Try it: Retype the line with "locate the SUV" in it, then each line after it to the end of the data, word for word.

Material shown:
────────────────

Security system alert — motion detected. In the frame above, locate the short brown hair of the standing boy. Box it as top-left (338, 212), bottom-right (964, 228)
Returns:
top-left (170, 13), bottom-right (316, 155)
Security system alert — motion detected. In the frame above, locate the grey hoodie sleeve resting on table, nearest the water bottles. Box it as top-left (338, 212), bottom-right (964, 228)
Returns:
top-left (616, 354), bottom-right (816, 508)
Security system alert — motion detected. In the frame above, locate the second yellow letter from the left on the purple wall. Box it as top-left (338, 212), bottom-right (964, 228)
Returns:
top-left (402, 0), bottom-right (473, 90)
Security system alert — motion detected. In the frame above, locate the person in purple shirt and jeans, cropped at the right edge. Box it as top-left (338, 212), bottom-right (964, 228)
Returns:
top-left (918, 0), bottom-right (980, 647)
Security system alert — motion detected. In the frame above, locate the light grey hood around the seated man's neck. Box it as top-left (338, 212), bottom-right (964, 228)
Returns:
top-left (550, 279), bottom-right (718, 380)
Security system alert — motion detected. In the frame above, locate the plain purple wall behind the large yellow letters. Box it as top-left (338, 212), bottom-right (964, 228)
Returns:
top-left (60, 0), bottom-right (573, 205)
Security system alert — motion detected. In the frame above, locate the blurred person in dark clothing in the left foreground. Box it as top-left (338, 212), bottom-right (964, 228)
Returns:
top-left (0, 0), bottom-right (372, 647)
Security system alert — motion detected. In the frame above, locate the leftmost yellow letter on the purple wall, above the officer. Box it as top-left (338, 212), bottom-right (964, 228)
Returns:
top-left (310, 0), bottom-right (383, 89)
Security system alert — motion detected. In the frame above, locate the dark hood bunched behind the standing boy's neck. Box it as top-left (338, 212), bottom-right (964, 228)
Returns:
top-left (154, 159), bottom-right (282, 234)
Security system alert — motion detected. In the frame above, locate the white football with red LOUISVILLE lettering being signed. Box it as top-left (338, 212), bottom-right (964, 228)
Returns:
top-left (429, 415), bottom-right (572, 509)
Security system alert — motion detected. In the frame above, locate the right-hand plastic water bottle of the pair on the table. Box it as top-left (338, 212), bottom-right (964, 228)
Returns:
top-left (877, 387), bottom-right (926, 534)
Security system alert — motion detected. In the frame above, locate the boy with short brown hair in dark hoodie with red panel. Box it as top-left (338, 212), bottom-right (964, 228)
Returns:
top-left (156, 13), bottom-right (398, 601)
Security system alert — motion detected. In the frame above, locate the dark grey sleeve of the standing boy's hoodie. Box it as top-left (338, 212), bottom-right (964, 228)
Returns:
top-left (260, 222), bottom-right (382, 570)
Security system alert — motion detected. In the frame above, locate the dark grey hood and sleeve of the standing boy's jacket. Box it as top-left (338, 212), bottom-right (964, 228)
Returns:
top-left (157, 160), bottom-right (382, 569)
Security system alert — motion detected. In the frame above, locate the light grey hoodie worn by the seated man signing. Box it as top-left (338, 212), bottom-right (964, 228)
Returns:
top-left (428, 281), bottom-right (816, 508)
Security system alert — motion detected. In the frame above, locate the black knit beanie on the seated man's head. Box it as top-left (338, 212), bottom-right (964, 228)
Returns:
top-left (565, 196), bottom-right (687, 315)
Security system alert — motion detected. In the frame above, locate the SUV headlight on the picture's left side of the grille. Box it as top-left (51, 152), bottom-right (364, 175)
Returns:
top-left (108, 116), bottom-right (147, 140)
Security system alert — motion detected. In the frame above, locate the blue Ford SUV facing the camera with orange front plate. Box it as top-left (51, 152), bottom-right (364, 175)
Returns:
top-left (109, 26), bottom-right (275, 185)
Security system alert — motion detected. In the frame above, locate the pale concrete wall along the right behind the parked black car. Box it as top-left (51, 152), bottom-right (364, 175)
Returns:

────────────────

Exercise output:
Security system alert — motion detected. In the frame above, locate the SUV headlight on the picture's left side of the grille. Box it as top-left (51, 152), bottom-right (364, 175)
Returns:
top-left (108, 116), bottom-right (147, 140)
Security system alert — motion detected. In the frame above, locate the blue Ford SUV facing the camera with orange front plate. Box it as top-left (51, 152), bottom-right (364, 175)
Returns:
top-left (109, 26), bottom-right (275, 185)
Security system alert — motion detected. In the frame above, locate the pale concrete wall along the right behind the parked black car. Box it as top-left (51, 152), bottom-right (364, 175)
Returns:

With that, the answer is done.